**ASSIGNMENT**.
Answer these questions from the article on Democrats leaving for the holidays:
1. What is the cost of the bill Manchin has opposed for months?
2. For how many years has Manchin insisted on extending the expanded Child Tax Credit?
3. What did the effort the parliamentarian ruled against on Thursday seek to provide?

Copyright © 2021, ABC Audio. All rights reserved.

Democrats leave for the holidays with much unfinished business

Democrats leave for the holidays with much unfinished business
Democrats leave for the holidays with much unfinished business
Anna Moneymaker/Getty Images

(WASHINGTON) — Democrats are leaving Washington for the holidays having fallen short on a slew of President Joe Biden’s top domestic priorities and staring down the barrel of a politically-contentious 2022 in which the balance of power in Congress is up for grabs and trending red.

After months of intra-party gridlock, the Senate is closing out its first session without voting on the president’s cornerstone social spending package with no clear path forward on how the bill might progress to the floor in the new year.

“The president requested more time to continue his negotiations. So we will keep working with him, hand in hand,” Majority Leader Chuck Schumer said on the Senate floor amid a rare Friday session, acknowledging for the first time that Biden’s Build Back Better bill will not come to the floor before the holidays.

West Virginia moderate Democrat Sen. Joe Manchin has proven to be the most intransigent of obstacles for Democrats who hoped to quickly expedite the social spending bill, which includes funding for in-home care, universal pre-K, an extension of the Child Tax Credit and Medicare expansion.

Manchin has for months opposed the cost of the $1.75 trillion bill, citing concerns that the real cost of the programs over time would plunge the nation trillions further in debt and spike inflation rates at a time when the cost of consumer goods is skyrocketing.

In particular, Manchin has insisted on extending the expanded Child Tax Credit for the full 10 years of the overall plan — a $1 trillion proposal — while also demanding that the price tag remain under $2 trillion, a dilemma that could only result in deeper cuts elsewhere among prized programs.

Despite ongoing negotiations with Schumer and Biden, Manchin hasn’t been persuaded to come off his position. His vote, and that of every Democrat in the Senate, is necessary to both start debate on and pass the final package.

Biden acknowledged as much in a separate statement released Thursday evening.

“My team and I are having ongoing discussions with Senator Manchin; that work will continue next week. It takes time to finalize these agreements, prepare the legislative changes, and finish all the parliamentary and procedural steps needed to enable a Senate vote. We will advance this work together over the days and weeks ahead; Leader Schumer and I are determined to see the bill successfully on the floor as early as possible,” Biden said.

Immigration reform, another key Biden campaign promise, has also hit snag. Democrats had hoped to work a pathway to citizenship into the proposal, but the Senate parliamentarian, who must assess whether certain items are admissible under the rules governing passage of the package, has ruled against multiple efforts.

On Thursday, the parliamentarian dealt Democrats yet another blow, ruling against their latest effort that sought to provide five-year work permits and deportation protection to undocumented immigrants who have lived in the U.S. for at least a decade.

**EXERCISE DATA**.

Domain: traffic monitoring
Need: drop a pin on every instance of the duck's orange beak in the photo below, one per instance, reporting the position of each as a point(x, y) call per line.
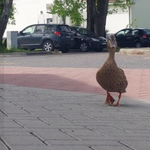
point(112, 41)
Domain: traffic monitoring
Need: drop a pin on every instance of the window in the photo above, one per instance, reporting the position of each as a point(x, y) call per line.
point(29, 30)
point(124, 33)
point(39, 29)
point(65, 28)
point(48, 29)
point(136, 32)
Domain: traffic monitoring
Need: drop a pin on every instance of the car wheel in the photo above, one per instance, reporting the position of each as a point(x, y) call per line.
point(99, 50)
point(84, 47)
point(48, 46)
point(64, 50)
point(138, 44)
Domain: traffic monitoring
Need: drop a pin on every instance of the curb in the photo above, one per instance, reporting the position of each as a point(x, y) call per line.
point(135, 51)
point(29, 53)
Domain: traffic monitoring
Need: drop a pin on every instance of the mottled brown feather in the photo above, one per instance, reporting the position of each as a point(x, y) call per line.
point(109, 76)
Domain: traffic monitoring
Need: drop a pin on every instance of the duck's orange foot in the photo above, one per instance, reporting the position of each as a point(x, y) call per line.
point(117, 104)
point(109, 100)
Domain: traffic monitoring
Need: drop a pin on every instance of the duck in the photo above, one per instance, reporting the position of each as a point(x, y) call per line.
point(110, 77)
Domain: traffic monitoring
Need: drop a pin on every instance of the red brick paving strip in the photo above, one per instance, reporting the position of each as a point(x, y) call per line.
point(74, 79)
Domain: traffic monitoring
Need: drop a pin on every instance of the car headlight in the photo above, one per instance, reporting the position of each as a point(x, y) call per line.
point(93, 39)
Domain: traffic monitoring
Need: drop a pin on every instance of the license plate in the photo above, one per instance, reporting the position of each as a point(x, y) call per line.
point(68, 36)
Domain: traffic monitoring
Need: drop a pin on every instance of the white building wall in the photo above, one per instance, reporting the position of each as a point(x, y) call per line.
point(117, 21)
point(29, 12)
point(141, 12)
point(114, 22)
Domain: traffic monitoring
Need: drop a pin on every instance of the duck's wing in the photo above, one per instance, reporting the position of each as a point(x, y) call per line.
point(123, 83)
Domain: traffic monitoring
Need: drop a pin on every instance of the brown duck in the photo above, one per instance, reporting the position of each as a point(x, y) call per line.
point(109, 76)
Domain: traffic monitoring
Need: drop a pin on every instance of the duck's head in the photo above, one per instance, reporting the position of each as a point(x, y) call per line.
point(112, 43)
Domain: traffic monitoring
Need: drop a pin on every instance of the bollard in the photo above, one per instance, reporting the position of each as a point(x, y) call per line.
point(12, 39)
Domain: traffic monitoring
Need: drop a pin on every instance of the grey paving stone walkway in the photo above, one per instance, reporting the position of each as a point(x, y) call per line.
point(43, 119)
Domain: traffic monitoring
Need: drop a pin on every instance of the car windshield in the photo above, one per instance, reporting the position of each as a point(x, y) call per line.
point(147, 31)
point(65, 29)
point(84, 31)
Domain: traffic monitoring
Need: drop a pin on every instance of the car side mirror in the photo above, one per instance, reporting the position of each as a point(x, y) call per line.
point(21, 32)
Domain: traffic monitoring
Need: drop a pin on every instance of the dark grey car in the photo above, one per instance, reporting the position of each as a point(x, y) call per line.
point(47, 37)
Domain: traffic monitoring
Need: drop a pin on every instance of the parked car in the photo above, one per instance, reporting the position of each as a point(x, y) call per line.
point(47, 37)
point(86, 40)
point(133, 37)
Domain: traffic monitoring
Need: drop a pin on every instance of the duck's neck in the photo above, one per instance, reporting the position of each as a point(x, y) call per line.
point(111, 55)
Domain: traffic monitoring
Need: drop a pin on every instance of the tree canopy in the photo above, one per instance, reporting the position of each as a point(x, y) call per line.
point(69, 8)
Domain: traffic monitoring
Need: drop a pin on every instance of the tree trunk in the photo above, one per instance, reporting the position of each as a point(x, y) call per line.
point(101, 14)
point(4, 17)
point(91, 9)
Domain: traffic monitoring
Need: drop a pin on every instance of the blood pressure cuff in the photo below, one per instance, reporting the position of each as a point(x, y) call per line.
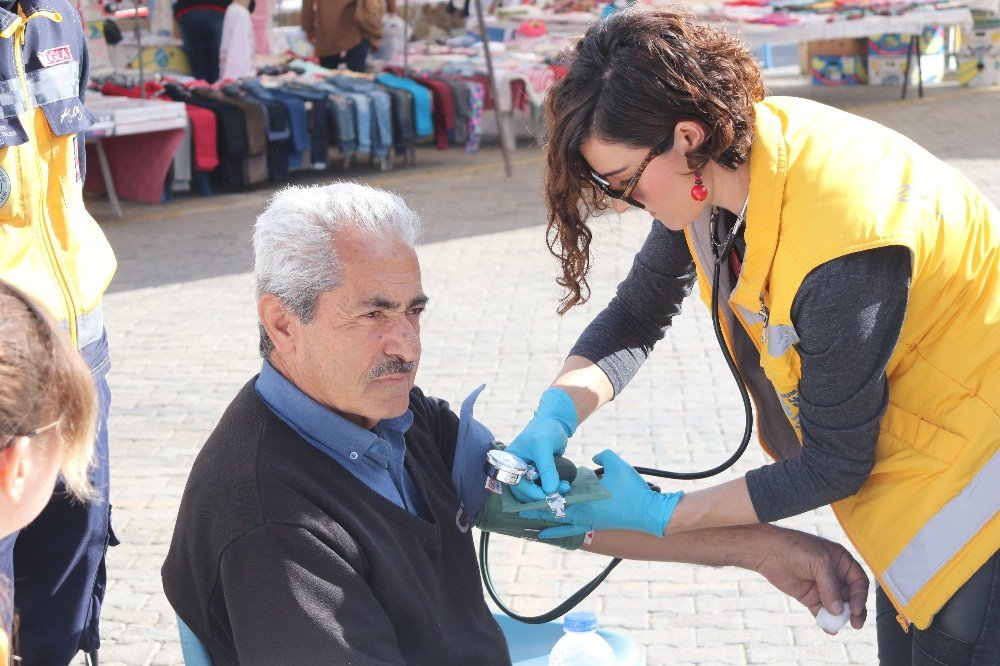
point(500, 515)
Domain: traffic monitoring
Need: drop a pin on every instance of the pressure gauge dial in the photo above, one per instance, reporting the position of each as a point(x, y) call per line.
point(504, 467)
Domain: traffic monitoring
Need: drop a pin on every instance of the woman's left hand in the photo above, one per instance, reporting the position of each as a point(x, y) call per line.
point(633, 505)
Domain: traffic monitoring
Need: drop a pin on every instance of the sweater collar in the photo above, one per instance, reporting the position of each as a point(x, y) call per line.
point(323, 427)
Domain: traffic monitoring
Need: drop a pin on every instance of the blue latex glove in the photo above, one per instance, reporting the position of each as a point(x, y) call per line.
point(633, 506)
point(542, 439)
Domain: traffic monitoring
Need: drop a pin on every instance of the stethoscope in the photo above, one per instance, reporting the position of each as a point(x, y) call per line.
point(720, 255)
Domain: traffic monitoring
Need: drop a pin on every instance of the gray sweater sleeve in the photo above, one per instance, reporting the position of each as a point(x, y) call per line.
point(620, 338)
point(848, 313)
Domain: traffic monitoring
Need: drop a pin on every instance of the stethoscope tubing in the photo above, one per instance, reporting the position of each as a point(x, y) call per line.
point(720, 257)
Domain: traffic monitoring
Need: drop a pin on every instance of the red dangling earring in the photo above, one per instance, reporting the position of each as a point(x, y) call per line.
point(699, 192)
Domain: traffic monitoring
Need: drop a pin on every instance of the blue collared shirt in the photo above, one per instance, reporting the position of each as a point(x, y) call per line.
point(375, 457)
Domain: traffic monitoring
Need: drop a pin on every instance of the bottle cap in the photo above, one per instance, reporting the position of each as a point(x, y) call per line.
point(580, 622)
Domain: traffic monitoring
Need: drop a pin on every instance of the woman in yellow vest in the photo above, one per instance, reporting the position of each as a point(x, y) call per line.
point(47, 415)
point(863, 313)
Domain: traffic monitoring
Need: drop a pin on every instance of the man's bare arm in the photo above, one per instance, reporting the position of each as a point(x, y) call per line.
point(814, 571)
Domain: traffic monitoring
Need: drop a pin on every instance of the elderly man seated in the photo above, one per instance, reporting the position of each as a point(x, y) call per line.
point(320, 523)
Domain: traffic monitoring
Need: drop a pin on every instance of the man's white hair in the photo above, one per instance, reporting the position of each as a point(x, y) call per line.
point(294, 255)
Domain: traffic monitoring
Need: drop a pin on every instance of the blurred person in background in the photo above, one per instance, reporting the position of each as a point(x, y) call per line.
point(859, 293)
point(47, 416)
point(344, 30)
point(200, 24)
point(53, 250)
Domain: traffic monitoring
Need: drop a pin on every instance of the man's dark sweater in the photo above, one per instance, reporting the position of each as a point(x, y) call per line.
point(848, 314)
point(281, 556)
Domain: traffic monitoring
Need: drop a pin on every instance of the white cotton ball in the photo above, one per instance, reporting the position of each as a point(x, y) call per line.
point(833, 623)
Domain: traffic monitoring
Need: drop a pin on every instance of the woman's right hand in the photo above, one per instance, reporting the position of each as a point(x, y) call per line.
point(542, 439)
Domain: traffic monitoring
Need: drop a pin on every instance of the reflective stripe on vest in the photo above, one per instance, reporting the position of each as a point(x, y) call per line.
point(55, 83)
point(11, 102)
point(946, 533)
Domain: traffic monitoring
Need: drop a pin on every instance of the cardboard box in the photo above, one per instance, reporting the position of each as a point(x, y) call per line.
point(933, 40)
point(890, 71)
point(981, 40)
point(979, 71)
point(830, 47)
point(889, 45)
point(838, 70)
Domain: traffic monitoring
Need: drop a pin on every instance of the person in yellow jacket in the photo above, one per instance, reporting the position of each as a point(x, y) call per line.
point(51, 248)
point(860, 301)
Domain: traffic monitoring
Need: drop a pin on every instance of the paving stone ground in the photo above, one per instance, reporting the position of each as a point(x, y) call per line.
point(181, 320)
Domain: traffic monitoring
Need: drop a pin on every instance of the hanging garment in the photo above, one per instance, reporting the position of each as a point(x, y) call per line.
point(460, 95)
point(476, 96)
point(362, 108)
point(236, 51)
point(422, 101)
point(382, 140)
point(444, 109)
point(278, 129)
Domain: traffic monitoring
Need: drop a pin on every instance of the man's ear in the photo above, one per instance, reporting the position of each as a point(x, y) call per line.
point(689, 135)
point(15, 468)
point(280, 324)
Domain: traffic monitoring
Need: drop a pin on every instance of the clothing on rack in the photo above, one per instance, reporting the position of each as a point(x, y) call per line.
point(424, 125)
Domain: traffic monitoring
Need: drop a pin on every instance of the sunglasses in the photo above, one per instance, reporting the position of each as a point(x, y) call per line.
point(31, 433)
point(625, 194)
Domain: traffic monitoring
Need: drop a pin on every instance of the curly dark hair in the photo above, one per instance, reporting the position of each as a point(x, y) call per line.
point(631, 79)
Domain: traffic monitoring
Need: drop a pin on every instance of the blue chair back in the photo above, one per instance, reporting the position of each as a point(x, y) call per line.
point(194, 652)
point(530, 644)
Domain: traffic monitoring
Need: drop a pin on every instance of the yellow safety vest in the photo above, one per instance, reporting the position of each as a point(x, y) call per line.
point(824, 184)
point(50, 246)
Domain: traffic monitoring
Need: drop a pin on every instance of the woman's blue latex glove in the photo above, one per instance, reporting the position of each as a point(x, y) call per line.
point(633, 505)
point(542, 439)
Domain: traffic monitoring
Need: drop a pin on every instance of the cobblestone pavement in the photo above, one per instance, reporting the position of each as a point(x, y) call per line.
point(182, 325)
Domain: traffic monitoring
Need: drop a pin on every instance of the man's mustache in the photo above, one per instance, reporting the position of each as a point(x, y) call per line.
point(394, 367)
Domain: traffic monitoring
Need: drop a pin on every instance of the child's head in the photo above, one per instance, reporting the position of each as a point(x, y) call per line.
point(47, 411)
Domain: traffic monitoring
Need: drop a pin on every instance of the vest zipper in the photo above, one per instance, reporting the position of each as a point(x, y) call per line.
point(763, 332)
point(46, 223)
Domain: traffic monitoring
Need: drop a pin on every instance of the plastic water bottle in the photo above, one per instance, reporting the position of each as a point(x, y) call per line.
point(581, 645)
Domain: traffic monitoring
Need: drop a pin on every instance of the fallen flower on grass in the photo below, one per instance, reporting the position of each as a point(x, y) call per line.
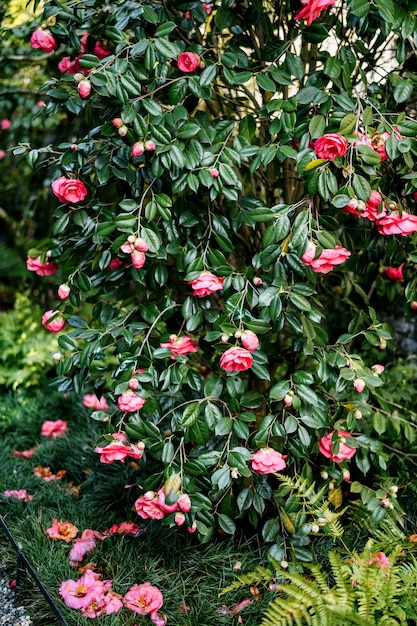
point(46, 474)
point(18, 494)
point(61, 531)
point(54, 429)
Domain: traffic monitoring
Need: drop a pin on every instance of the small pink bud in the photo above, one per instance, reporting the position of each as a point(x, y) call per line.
point(138, 149)
point(63, 291)
point(359, 385)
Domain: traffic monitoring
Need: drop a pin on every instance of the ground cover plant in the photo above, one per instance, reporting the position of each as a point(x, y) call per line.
point(233, 239)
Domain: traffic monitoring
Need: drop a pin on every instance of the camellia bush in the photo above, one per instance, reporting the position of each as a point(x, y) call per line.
point(234, 218)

**SOLUTION BELOW**.
1. $1.75 trillion.
2. The full 10 years of the overall plan.
3. Five-year work permits and deportation protection to undocumented immigrants who have lived in the U.S. for at least a decade.